What you have to do
Repeat the records below word for word, but start at the line that contains "like [[216, 35]].", stop after the last line, and include nothing else.

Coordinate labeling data
________________________

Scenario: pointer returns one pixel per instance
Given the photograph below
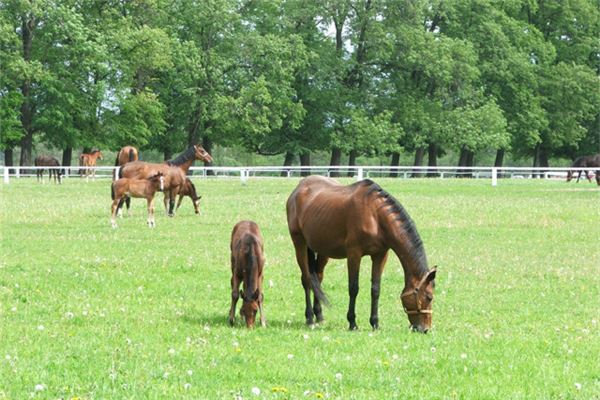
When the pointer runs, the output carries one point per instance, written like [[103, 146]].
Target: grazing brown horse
[[48, 161], [332, 220], [247, 262], [142, 188], [591, 162], [89, 160], [125, 155], [141, 170]]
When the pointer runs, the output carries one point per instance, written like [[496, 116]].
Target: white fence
[[358, 172]]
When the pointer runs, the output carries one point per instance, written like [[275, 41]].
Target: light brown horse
[[141, 170], [332, 220], [52, 163], [247, 262], [142, 188], [125, 155], [89, 160]]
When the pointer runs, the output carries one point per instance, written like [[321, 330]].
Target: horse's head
[[191, 189], [417, 303], [249, 308], [202, 154]]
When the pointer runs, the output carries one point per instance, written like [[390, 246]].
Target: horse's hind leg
[[376, 272], [302, 258], [353, 278], [235, 294], [317, 309], [150, 220]]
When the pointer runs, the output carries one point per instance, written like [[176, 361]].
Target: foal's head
[[249, 307], [417, 303], [158, 180], [202, 154]]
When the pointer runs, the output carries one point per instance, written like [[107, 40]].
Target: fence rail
[[358, 172]]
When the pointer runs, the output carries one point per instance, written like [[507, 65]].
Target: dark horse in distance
[[247, 262], [591, 162], [174, 171], [330, 220], [53, 170]]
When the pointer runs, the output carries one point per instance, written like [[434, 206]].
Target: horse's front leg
[[235, 295], [172, 196], [353, 276], [376, 272], [150, 220]]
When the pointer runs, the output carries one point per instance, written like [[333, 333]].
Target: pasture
[[91, 312]]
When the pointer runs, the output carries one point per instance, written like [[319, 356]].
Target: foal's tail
[[314, 278]]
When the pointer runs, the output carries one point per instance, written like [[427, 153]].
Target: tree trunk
[[8, 159], [336, 160], [67, 156], [305, 162], [351, 162], [27, 108], [395, 161], [208, 145], [432, 159], [419, 155]]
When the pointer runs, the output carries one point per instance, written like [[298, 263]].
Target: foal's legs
[[150, 220], [376, 272], [113, 212], [353, 275], [235, 294]]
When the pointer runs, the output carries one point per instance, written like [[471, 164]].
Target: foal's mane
[[417, 251], [189, 154]]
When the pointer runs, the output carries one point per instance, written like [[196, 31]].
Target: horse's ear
[[431, 274]]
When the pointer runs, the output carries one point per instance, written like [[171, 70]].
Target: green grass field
[[89, 312]]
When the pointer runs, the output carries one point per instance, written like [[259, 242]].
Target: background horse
[[591, 162], [48, 161], [332, 220], [141, 170], [89, 160], [125, 155], [247, 262], [143, 188], [187, 189]]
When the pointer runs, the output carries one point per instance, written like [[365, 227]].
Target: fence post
[[359, 175]]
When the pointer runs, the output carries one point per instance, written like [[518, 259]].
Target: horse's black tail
[[314, 278]]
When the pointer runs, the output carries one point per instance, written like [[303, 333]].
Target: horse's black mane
[[189, 154], [407, 224]]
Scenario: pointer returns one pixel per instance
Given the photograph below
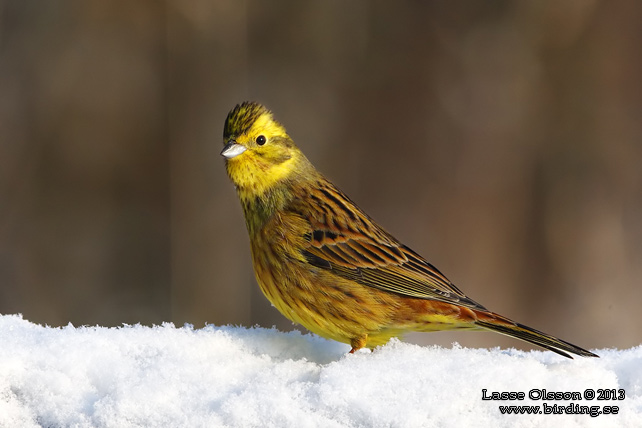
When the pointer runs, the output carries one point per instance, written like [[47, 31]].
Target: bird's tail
[[500, 324]]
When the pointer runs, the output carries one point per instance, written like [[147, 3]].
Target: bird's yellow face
[[258, 152]]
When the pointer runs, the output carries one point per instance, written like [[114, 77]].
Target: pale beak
[[232, 150]]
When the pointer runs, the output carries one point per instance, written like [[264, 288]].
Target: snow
[[164, 376]]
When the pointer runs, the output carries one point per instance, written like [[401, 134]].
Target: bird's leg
[[358, 343]]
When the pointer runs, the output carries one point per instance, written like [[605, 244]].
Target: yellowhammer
[[326, 265]]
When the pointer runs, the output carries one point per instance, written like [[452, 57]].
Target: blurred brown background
[[500, 139]]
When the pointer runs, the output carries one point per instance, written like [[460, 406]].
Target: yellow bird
[[325, 264]]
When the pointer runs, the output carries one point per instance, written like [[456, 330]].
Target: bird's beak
[[232, 150]]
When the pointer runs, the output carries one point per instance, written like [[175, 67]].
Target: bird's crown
[[249, 116]]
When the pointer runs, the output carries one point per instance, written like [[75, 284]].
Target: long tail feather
[[500, 324]]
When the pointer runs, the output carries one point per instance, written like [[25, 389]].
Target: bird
[[327, 265]]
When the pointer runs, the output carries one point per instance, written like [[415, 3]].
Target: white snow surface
[[164, 376]]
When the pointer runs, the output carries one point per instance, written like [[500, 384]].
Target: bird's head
[[258, 152]]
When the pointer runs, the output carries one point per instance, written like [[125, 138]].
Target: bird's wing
[[346, 242]]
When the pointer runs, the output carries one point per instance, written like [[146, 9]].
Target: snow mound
[[164, 376]]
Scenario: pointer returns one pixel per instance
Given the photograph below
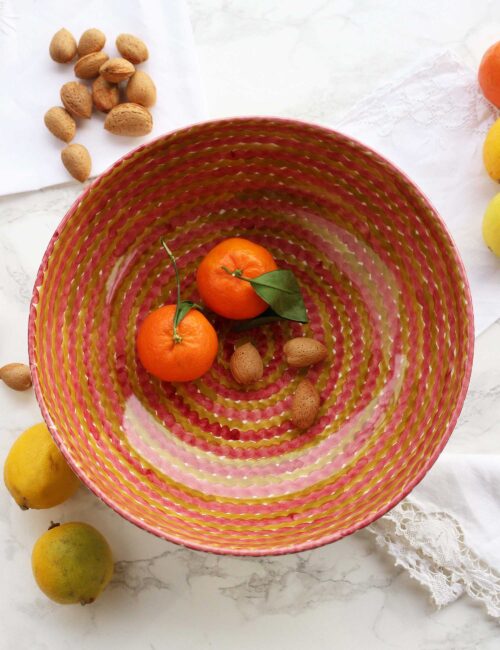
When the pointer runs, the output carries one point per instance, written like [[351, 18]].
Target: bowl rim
[[108, 498]]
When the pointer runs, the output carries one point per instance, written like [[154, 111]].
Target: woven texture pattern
[[219, 467]]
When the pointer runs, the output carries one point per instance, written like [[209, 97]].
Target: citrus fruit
[[491, 151], [491, 225], [183, 360], [218, 282], [489, 74], [35, 471], [72, 563]]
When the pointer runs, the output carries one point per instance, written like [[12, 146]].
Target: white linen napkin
[[30, 81], [432, 124]]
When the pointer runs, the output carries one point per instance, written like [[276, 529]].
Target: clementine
[[489, 74], [184, 359], [219, 282]]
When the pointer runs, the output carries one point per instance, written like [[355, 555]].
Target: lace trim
[[431, 546]]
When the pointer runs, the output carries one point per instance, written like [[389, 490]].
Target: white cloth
[[432, 124], [30, 81]]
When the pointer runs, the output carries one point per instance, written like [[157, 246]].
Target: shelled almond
[[130, 118]]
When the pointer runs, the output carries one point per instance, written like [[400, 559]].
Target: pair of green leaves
[[281, 291]]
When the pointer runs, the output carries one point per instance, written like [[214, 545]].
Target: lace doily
[[431, 546]]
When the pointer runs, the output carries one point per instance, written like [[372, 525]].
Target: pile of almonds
[[130, 118], [247, 367]]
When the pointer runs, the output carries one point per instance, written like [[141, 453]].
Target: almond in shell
[[116, 70], [92, 40], [16, 376], [129, 119], [77, 99], [105, 95], [88, 66], [132, 48], [77, 161], [246, 364], [141, 89], [305, 404], [303, 351], [62, 48], [60, 123]]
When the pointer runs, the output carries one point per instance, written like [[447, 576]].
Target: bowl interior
[[213, 465]]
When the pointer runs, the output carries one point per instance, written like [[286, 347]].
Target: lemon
[[491, 225], [72, 563], [491, 151], [35, 471]]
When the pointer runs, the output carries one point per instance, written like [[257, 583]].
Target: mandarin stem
[[175, 336]]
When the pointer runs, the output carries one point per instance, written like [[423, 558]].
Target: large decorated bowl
[[211, 464]]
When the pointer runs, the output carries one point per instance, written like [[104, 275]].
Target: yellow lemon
[[491, 151], [35, 471], [491, 225], [72, 563]]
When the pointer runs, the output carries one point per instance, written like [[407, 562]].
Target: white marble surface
[[310, 59]]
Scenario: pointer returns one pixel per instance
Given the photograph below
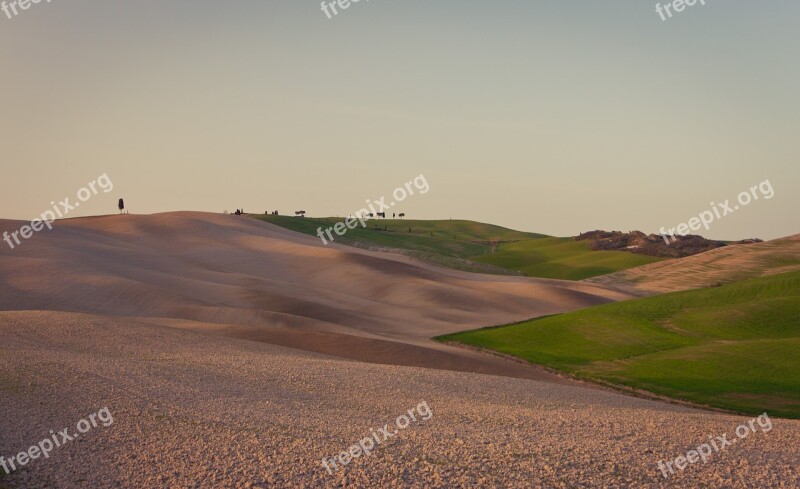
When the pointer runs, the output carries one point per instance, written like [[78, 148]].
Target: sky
[[557, 116]]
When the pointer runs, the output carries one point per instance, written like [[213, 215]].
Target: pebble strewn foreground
[[196, 410]]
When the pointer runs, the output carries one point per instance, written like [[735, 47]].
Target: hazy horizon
[[271, 105]]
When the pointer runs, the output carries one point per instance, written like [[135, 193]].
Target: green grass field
[[562, 258], [735, 347], [477, 247]]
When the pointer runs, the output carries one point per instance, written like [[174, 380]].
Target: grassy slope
[[562, 258], [735, 347], [473, 246]]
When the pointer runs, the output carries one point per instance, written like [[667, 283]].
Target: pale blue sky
[[550, 116]]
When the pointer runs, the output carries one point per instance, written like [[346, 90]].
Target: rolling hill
[[477, 247], [733, 347]]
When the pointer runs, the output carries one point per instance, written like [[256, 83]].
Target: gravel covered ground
[[196, 410]]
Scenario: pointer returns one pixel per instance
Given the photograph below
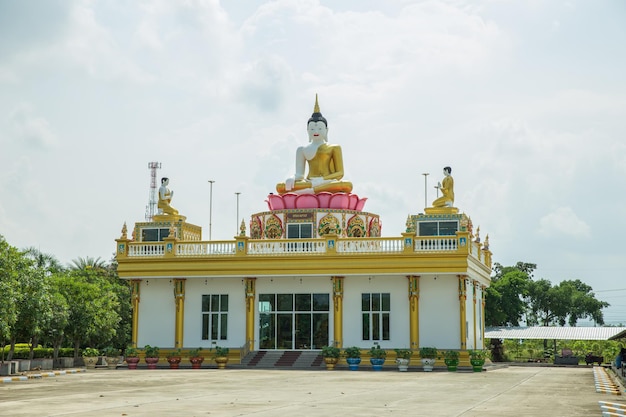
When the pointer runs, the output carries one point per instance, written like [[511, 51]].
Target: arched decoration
[[255, 228], [356, 227], [273, 228], [375, 227], [307, 201], [328, 224]]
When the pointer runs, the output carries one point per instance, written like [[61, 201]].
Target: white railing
[[290, 247], [205, 248], [146, 249], [435, 244], [377, 245]]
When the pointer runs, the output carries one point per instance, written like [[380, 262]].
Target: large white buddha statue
[[325, 162]]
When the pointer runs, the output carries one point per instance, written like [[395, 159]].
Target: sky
[[525, 100]]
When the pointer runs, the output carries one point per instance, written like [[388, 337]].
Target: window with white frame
[[215, 317], [375, 310]]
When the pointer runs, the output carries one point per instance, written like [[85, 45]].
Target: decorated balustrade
[[408, 244]]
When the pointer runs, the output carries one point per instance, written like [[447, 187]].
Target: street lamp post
[[425, 189], [237, 228], [210, 207]]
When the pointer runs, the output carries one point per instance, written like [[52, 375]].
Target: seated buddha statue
[[325, 162]]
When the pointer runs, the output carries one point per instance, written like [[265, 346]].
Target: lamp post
[[425, 189], [237, 228], [210, 206]]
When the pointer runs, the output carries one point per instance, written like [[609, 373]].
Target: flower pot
[[477, 364], [90, 361], [377, 363], [452, 364], [174, 362], [353, 363], [132, 362], [151, 362], [403, 364], [196, 362], [112, 362], [221, 362], [331, 362], [428, 364]]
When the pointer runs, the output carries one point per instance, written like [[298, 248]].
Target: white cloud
[[32, 130], [563, 221]]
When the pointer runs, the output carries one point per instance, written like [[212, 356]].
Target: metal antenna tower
[[151, 208]]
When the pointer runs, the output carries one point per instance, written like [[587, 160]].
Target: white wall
[[397, 286], [439, 316], [195, 288], [157, 313]]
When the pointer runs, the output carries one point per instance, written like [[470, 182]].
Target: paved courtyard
[[505, 391]]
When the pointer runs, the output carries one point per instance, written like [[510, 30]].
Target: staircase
[[296, 359]]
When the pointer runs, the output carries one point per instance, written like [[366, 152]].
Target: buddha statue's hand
[[315, 181]]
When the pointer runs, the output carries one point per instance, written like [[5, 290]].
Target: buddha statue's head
[[317, 124]]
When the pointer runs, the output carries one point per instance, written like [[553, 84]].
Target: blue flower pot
[[377, 363], [353, 363]]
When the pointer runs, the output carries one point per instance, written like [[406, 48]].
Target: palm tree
[[81, 264], [45, 261]]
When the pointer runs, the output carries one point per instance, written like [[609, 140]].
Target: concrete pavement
[[502, 391]]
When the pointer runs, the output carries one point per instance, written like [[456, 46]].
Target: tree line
[[514, 297], [42, 302]]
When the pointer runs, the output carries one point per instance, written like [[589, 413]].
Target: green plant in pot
[[403, 358], [451, 359], [331, 356], [174, 357], [428, 357], [353, 357], [152, 356], [112, 356], [132, 357], [90, 357], [377, 357], [477, 359], [221, 357], [196, 358]]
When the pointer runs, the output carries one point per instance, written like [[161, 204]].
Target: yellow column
[[482, 294], [474, 287], [462, 306], [338, 314], [179, 297], [414, 311], [250, 295], [135, 286]]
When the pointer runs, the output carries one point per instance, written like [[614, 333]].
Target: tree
[[564, 303], [12, 262], [506, 297], [82, 264]]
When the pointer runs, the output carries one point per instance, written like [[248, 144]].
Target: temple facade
[[309, 271]]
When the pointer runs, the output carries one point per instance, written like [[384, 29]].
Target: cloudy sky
[[525, 100]]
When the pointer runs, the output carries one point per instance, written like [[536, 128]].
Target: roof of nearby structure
[[559, 333]]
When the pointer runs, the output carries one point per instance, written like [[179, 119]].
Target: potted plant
[[132, 357], [331, 356], [451, 359], [377, 357], [353, 357], [221, 357], [112, 356], [174, 358], [152, 356], [477, 359], [90, 356], [195, 358], [403, 358], [428, 356]]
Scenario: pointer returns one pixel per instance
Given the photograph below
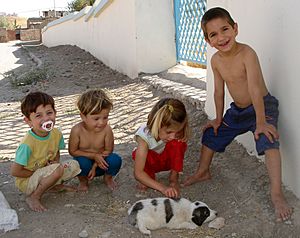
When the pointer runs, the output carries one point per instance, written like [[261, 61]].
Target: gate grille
[[190, 42]]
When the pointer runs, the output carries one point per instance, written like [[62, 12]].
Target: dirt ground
[[239, 189]]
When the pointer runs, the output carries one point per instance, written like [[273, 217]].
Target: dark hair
[[32, 100], [213, 13]]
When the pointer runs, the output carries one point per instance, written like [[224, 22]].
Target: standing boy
[[253, 108], [91, 141], [36, 166]]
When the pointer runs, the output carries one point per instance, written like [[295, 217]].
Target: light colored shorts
[[71, 169]]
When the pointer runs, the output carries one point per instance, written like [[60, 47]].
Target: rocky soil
[[239, 189]]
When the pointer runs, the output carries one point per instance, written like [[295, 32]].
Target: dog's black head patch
[[132, 216], [168, 210], [154, 202], [200, 214]]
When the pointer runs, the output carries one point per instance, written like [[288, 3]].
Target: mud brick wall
[[3, 35], [30, 34], [11, 35]]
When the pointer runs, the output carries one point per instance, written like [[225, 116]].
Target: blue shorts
[[238, 121], [114, 164]]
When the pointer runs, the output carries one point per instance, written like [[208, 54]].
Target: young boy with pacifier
[[36, 165]]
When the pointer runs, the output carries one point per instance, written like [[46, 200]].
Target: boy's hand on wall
[[215, 124], [92, 174]]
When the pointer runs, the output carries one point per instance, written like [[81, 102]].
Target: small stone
[[218, 223], [83, 234]]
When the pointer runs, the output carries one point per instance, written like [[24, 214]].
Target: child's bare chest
[[92, 142], [232, 70]]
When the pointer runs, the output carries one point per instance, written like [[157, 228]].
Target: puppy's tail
[[133, 211]]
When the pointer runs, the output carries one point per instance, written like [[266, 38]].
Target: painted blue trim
[[190, 42], [83, 12], [101, 6]]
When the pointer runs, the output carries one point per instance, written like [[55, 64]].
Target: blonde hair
[[168, 112], [93, 102]]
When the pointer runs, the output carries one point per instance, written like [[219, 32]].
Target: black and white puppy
[[151, 214]]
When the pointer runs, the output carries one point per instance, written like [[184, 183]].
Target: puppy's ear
[[199, 215]]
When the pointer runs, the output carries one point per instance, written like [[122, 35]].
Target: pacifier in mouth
[[48, 125]]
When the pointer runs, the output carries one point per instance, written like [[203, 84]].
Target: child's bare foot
[[283, 211], [197, 177], [141, 187], [63, 188], [83, 187], [109, 181], [35, 204]]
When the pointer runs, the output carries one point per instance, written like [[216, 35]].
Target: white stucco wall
[[129, 36], [270, 27]]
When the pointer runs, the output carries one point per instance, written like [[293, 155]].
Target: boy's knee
[[58, 172], [114, 160]]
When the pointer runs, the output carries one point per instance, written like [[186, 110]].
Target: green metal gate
[[190, 42]]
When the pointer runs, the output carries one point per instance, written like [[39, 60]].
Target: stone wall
[[30, 34], [3, 35]]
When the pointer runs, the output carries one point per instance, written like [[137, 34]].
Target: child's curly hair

________________________

Correct answer
When the pointer runs, the output carries one point per instance, written like [[216, 35]].
Target: white stucco wall
[[129, 36], [270, 27]]
When the pointer runs, the output carries one point per instance, written like [[293, 155]].
Target: boy's knee
[[58, 172], [114, 160]]
When the pointer runs, the output carries one point per instance, written like [[186, 110]].
Target: green metal gate
[[190, 42]]
When the pointer runs, the output carries one point per instance, written like [[39, 60]].
Target: stone wall
[[30, 34], [3, 35]]
When the pointer runs, the output carries one point per instance, written like [[137, 34]].
Target: child's curly hair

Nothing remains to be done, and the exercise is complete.